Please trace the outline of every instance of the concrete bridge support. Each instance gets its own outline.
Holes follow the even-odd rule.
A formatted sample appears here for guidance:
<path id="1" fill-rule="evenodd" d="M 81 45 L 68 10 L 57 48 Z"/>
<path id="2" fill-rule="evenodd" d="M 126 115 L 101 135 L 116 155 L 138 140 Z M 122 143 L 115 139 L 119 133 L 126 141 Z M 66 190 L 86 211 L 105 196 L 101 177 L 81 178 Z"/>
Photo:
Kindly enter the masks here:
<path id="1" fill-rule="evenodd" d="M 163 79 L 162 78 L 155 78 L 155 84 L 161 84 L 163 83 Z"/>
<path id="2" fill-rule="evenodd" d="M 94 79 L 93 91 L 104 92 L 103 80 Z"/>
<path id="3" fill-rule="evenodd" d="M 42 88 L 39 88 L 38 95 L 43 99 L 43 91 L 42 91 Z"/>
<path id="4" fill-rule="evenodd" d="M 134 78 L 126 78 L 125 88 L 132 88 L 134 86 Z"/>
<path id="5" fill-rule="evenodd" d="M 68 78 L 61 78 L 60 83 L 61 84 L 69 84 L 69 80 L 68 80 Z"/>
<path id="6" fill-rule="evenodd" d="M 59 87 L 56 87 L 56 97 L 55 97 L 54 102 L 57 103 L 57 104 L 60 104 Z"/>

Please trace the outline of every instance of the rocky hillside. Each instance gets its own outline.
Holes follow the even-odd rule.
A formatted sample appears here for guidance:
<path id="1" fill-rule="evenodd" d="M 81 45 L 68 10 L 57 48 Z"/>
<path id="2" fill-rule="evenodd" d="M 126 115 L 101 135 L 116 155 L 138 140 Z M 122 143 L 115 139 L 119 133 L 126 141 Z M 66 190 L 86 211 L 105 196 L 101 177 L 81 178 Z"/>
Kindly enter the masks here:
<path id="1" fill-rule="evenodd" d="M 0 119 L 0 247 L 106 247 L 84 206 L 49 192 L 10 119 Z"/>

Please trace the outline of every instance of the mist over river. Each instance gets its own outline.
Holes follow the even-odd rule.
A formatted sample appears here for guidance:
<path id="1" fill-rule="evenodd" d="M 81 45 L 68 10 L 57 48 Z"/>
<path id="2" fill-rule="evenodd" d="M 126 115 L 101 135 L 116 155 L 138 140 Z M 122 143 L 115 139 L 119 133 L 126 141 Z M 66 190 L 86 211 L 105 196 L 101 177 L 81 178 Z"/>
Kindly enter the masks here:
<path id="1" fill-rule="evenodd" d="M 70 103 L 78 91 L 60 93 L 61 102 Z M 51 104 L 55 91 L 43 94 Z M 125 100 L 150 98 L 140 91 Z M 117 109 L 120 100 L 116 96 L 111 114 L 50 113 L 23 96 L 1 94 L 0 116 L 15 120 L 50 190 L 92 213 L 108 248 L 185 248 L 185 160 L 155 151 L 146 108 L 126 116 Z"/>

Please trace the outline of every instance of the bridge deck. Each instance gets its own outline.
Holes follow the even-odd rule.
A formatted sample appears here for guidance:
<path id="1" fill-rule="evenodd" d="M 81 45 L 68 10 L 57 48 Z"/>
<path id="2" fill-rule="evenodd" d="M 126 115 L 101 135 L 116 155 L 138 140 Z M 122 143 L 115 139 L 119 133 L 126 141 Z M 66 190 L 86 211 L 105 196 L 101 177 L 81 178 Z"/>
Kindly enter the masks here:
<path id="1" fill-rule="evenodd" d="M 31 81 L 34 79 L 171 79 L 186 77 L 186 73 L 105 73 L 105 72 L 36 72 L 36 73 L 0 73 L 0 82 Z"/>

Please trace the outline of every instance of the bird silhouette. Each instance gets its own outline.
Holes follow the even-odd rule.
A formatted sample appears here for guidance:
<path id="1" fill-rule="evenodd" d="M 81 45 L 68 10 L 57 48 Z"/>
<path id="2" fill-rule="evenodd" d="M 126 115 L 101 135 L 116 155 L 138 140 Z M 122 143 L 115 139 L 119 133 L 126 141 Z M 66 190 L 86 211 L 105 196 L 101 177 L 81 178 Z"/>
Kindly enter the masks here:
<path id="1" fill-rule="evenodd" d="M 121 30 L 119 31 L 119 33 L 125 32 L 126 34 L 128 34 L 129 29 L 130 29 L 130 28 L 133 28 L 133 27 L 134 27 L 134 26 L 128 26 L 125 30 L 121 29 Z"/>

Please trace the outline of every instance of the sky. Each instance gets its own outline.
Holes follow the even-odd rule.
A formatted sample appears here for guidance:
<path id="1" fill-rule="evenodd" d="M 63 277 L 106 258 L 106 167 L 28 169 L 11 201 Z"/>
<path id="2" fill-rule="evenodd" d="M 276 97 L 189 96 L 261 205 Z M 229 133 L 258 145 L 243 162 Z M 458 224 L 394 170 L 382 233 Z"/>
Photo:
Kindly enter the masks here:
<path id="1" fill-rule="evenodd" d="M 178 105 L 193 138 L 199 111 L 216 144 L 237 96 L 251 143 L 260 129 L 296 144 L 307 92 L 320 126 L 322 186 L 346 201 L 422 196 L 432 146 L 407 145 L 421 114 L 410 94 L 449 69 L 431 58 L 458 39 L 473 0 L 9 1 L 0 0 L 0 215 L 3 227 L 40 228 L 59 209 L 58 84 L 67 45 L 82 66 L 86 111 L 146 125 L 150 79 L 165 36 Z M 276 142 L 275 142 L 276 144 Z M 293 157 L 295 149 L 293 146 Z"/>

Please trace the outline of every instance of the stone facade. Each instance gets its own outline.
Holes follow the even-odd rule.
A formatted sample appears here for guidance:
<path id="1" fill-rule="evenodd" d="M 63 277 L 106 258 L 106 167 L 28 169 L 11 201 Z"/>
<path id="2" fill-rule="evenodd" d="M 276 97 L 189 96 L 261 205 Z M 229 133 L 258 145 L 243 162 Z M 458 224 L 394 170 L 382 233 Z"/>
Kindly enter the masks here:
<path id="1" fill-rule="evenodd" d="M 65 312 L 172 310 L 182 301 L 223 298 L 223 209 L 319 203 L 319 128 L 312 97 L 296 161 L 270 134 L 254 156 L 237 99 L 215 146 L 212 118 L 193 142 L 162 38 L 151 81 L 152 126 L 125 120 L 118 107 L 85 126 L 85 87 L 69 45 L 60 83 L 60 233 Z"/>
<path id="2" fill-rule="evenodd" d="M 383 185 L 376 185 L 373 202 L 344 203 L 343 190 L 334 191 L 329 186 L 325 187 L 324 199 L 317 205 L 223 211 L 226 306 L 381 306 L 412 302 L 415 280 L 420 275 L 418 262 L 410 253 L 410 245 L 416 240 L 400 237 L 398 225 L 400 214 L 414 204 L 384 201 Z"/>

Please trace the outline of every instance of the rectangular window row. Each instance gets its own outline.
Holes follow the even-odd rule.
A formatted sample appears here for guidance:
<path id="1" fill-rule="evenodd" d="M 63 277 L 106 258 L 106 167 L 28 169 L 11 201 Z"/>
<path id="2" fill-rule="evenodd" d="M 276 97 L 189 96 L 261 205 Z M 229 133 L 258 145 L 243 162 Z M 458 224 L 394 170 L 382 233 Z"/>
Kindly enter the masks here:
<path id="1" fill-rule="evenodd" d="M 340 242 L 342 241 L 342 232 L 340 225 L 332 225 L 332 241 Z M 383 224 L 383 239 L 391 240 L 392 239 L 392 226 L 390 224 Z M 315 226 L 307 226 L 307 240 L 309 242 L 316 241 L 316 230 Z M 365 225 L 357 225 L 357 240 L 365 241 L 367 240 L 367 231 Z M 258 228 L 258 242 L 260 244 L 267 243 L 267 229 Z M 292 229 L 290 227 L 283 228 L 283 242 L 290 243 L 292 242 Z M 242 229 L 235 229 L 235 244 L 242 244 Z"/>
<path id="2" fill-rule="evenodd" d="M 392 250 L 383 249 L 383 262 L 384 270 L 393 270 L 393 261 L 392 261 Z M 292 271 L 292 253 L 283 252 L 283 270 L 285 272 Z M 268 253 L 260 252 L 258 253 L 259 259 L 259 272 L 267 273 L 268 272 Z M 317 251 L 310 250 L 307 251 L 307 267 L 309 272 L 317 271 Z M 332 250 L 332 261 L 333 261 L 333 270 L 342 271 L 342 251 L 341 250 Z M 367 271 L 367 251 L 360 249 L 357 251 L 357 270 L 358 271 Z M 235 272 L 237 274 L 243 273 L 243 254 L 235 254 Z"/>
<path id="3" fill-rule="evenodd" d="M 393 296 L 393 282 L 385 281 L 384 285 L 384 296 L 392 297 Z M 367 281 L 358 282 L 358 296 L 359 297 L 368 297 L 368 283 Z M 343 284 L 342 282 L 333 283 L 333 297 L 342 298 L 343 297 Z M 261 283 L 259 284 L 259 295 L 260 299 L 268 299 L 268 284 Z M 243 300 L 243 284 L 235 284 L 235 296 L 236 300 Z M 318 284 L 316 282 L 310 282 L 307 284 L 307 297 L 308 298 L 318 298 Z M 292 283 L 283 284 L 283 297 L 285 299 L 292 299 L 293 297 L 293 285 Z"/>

--- --- ---

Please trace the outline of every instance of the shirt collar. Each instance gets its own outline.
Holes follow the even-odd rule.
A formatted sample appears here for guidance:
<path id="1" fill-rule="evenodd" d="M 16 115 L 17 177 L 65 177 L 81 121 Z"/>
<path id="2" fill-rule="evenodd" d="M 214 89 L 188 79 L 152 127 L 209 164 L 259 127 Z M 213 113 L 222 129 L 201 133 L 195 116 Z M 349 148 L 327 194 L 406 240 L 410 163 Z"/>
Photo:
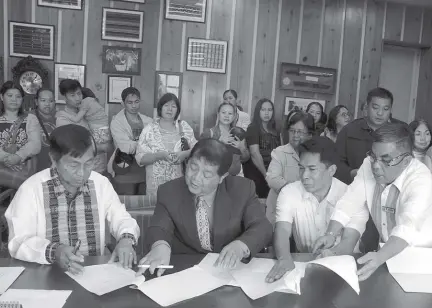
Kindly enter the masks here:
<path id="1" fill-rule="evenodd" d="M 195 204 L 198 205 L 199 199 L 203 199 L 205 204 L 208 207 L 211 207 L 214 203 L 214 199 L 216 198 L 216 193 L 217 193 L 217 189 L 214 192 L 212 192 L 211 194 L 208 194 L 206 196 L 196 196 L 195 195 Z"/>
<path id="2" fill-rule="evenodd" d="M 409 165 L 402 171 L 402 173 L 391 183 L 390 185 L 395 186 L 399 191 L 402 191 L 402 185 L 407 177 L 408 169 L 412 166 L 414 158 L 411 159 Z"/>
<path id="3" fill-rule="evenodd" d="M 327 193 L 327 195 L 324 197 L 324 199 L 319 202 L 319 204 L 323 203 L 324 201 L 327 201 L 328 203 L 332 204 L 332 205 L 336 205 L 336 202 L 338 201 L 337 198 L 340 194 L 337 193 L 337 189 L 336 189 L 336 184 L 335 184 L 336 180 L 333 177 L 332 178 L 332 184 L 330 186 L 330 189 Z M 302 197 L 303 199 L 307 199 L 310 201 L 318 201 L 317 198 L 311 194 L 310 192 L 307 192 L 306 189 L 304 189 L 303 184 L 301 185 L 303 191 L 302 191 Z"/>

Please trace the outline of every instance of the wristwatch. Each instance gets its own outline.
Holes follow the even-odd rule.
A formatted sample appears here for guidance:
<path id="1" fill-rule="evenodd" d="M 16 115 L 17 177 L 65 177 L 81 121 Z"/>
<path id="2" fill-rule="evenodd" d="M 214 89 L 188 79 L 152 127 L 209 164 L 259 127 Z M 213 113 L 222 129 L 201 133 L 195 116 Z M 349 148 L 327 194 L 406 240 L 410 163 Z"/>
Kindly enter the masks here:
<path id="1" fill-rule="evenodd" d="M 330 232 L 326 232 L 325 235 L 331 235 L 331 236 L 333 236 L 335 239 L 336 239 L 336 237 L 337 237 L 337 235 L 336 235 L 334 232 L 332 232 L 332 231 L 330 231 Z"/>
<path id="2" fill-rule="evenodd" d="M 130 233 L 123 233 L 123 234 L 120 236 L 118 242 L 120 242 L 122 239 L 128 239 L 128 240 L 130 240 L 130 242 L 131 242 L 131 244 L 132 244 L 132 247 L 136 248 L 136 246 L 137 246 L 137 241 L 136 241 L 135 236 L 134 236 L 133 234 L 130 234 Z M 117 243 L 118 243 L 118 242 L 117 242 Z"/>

--- --- ---

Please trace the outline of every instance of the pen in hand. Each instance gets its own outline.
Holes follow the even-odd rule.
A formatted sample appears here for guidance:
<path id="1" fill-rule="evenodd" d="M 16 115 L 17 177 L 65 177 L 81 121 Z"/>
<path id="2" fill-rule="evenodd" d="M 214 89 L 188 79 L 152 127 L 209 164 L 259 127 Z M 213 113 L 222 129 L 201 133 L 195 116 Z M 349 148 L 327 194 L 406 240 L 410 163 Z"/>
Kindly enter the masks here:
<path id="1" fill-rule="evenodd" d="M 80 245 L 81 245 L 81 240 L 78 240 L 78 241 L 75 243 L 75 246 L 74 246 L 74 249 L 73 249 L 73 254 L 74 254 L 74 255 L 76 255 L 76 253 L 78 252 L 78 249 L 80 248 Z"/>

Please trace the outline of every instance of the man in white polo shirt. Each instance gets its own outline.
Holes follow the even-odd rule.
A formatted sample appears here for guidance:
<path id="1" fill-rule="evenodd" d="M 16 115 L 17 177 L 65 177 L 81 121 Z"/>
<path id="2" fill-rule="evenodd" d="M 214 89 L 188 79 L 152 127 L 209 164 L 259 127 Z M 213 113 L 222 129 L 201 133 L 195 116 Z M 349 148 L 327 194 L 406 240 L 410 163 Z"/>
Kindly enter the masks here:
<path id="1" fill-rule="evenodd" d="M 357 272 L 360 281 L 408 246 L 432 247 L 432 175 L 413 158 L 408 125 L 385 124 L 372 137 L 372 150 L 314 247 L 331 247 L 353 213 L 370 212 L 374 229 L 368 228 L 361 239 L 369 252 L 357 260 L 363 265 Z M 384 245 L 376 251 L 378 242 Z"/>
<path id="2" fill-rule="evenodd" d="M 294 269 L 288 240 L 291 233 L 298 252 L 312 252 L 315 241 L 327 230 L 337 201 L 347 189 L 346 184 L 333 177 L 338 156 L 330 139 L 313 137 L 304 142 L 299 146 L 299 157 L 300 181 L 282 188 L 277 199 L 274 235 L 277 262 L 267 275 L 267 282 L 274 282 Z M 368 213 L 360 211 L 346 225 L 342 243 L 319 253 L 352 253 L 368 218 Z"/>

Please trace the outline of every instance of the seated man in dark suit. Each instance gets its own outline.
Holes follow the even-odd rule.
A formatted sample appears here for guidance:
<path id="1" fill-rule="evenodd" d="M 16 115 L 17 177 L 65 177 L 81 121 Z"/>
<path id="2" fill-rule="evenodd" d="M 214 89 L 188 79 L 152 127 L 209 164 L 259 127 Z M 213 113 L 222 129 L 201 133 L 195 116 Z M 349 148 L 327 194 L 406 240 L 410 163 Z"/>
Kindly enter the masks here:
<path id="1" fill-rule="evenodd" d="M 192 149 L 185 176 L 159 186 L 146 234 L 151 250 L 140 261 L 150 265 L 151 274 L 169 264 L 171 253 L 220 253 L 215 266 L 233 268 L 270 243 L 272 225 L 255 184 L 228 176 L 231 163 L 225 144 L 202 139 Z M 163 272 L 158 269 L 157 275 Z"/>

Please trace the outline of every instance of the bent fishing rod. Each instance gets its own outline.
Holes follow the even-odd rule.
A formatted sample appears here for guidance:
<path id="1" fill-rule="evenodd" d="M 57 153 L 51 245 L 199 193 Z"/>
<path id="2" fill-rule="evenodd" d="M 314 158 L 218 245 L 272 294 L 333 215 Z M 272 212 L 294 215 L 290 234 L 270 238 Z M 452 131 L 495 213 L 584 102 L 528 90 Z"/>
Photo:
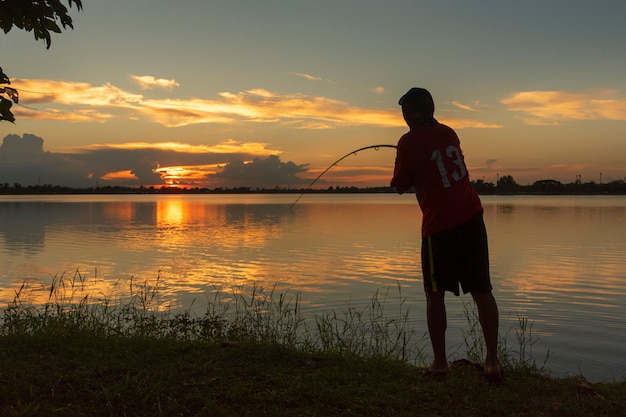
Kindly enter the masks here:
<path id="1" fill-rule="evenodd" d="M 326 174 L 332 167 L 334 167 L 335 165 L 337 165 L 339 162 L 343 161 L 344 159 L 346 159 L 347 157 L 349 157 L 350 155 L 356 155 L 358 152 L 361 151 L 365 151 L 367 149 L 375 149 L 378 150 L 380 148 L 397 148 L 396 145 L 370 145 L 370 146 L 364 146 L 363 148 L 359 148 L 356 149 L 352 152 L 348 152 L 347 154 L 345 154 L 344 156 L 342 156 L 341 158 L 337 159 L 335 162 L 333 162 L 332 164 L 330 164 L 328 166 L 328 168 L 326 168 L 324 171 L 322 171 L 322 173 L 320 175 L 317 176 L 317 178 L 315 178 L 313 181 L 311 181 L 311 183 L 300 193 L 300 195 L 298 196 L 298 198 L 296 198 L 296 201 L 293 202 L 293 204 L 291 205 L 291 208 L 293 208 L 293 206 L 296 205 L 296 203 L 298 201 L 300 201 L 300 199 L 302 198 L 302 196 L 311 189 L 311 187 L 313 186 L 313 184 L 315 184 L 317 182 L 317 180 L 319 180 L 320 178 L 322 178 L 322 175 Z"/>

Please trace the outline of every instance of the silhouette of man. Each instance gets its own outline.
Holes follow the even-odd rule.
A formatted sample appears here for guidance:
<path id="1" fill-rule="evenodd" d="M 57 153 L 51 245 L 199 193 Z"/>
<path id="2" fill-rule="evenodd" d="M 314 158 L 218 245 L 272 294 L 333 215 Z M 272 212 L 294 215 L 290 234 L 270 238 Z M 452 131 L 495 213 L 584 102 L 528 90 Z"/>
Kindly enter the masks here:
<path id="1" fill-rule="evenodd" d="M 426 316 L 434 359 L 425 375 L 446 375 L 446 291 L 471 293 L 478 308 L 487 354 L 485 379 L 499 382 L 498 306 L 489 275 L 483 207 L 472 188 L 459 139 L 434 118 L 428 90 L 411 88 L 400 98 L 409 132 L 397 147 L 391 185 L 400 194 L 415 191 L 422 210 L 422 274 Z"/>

--- --- ---

Each line above that contains the word "shirt" counts once; give the total and no other text.

RESPONSE TO THIS EXERCISE:
2